Extract Block Start
Enterprise AI is entering a new phase, where the central question is no longer what can be built, but how to get the most out of our investment in AI.
In the latest session of VentureBeat’s AI Impact Tour, Brian Gracely, Red Hat’s director of portfolio strategy, described the operational reality within large organizations: AI expansion, rising inference costs, and limited visibility into what those investments are actually generating.
It is “Day 2” time, when pilots give way to production and costs, governance and sustainability become more difficult than building the system in the first place.
"We’ve seen customers say, ‘I have 50,000 Copilot licenses.’ I really don’t know what people gain from that. But I do know that I am paying for the most expensive computing in the world, because they are GPUs.”" Gracely said. "’How am I going to control that?’"
Extract Block End
Entries supplied Block Start
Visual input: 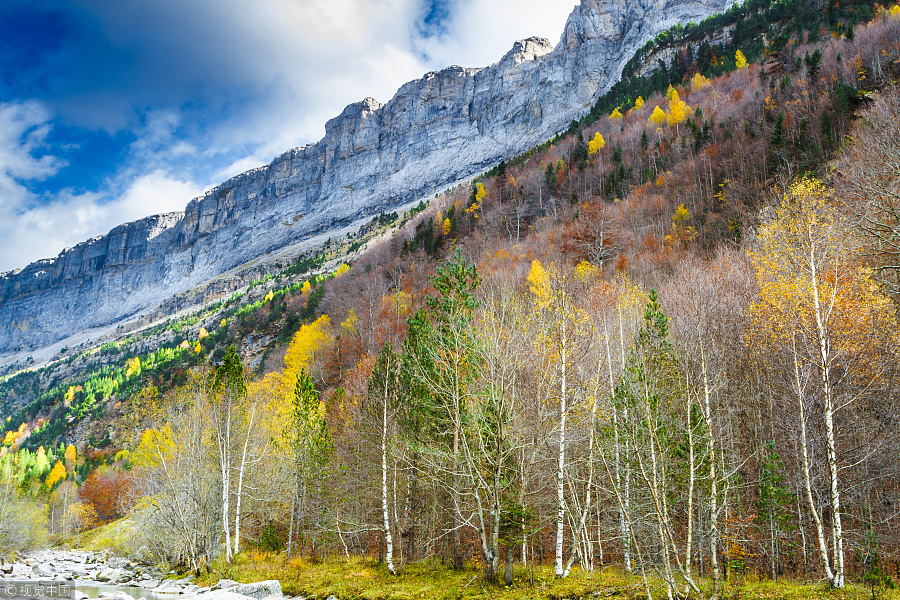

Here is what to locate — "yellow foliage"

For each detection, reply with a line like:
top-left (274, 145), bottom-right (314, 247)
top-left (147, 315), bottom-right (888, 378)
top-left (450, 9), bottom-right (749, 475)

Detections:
top-left (63, 444), bottom-right (78, 471)
top-left (125, 356), bottom-right (141, 379)
top-left (475, 181), bottom-right (487, 202)
top-left (588, 131), bottom-right (606, 154)
top-left (750, 178), bottom-right (897, 385)
top-left (666, 92), bottom-right (691, 126)
top-left (383, 291), bottom-right (410, 315)
top-left (575, 260), bottom-right (600, 281)
top-left (341, 308), bottom-right (359, 334)
top-left (3, 431), bottom-right (19, 446)
top-left (647, 106), bottom-right (669, 127)
top-left (284, 315), bottom-right (331, 381)
top-left (528, 260), bottom-right (551, 308)
top-left (131, 425), bottom-right (175, 468)
top-left (44, 460), bottom-right (66, 490)
top-left (466, 181), bottom-right (487, 219)
top-left (691, 72), bottom-right (710, 92)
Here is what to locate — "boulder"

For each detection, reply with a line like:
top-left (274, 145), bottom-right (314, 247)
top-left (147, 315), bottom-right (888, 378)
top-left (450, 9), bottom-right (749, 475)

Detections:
top-left (229, 579), bottom-right (282, 600)
top-left (98, 592), bottom-right (134, 600)
top-left (213, 579), bottom-right (241, 590)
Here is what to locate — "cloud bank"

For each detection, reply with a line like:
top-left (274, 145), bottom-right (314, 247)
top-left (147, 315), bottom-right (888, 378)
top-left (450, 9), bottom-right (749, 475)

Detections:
top-left (0, 0), bottom-right (574, 272)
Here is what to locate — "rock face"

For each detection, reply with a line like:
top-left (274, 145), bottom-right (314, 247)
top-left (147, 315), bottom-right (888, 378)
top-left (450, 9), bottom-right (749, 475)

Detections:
top-left (0, 0), bottom-right (731, 356)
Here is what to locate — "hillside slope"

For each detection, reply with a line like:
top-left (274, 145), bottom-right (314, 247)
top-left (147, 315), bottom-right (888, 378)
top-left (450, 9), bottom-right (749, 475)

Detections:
top-left (0, 0), bottom-right (729, 364)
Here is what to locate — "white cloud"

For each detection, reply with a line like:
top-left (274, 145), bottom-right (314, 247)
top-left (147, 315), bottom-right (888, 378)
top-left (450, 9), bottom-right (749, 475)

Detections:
top-left (0, 171), bottom-right (204, 272)
top-left (0, 101), bottom-right (65, 206)
top-left (0, 0), bottom-right (575, 271)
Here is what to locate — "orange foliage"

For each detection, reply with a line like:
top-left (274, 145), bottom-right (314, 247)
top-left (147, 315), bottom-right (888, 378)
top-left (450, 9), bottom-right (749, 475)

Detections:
top-left (78, 471), bottom-right (132, 523)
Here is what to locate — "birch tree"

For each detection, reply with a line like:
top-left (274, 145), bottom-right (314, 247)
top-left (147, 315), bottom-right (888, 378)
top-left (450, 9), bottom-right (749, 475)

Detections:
top-left (751, 179), bottom-right (895, 588)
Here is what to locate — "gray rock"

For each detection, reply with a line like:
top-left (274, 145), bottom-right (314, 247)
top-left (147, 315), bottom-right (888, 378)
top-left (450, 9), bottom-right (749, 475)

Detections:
top-left (228, 579), bottom-right (282, 600)
top-left (203, 588), bottom-right (258, 600)
top-left (213, 579), bottom-right (241, 590)
top-left (97, 592), bottom-right (134, 600)
top-left (0, 0), bottom-right (732, 359)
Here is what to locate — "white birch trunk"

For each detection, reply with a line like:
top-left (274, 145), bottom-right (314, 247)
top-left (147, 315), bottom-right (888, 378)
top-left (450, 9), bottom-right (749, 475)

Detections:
top-left (381, 386), bottom-right (397, 575)
top-left (697, 328), bottom-right (722, 598)
top-left (234, 406), bottom-right (256, 555)
top-left (556, 315), bottom-right (568, 577)
top-left (791, 333), bottom-right (834, 581)
top-left (809, 251), bottom-right (844, 588)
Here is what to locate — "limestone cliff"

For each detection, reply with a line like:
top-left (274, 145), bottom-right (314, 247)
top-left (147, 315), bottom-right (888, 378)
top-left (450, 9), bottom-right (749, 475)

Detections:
top-left (0, 0), bottom-right (730, 356)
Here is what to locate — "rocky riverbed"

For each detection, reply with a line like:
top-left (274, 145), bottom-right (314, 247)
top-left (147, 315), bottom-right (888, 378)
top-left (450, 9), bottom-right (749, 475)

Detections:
top-left (0, 550), bottom-right (324, 600)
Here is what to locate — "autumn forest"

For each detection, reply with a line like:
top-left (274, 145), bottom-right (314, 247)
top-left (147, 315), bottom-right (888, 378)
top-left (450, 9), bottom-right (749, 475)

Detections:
top-left (0, 2), bottom-right (900, 598)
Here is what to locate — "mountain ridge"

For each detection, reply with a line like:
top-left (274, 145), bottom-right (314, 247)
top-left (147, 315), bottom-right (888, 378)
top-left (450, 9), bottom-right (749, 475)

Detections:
top-left (0, 0), bottom-right (730, 357)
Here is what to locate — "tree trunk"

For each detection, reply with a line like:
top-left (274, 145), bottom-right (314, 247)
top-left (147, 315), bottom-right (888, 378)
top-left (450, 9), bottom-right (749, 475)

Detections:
top-left (381, 386), bottom-right (397, 575)
top-left (555, 316), bottom-right (568, 577)
top-left (697, 330), bottom-right (722, 598)
top-left (234, 406), bottom-right (256, 555)
top-left (791, 333), bottom-right (835, 582)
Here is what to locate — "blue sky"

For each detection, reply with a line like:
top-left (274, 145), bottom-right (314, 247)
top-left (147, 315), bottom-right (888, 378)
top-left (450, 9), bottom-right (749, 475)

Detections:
top-left (0, 0), bottom-right (575, 272)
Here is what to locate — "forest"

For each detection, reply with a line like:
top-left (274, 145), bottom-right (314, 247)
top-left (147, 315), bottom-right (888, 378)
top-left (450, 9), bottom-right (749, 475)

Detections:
top-left (0, 4), bottom-right (900, 598)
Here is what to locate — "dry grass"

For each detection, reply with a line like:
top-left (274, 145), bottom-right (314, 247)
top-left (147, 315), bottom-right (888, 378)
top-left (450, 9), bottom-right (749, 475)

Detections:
top-left (197, 553), bottom-right (900, 600)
Entries supplied Block End
Please copy the Enterprise AI passage again, between "In the latest" and "the first place.", inclusive, and switch "inference costs" to "compute costs".

=== Solution to this exercise ===
In the latest session of VentureBeat’s AI Impact Tour, Brian Gracely, Red Hat’s director of portfolio strategy, described the operational reality within large organizations: AI expansion, rising compute costs, and limited visibility into what those investments are actually generating.
It is “Day 2” time, when pilots give way to production and costs, governance and sustainability become more difficult than building the system in the first place.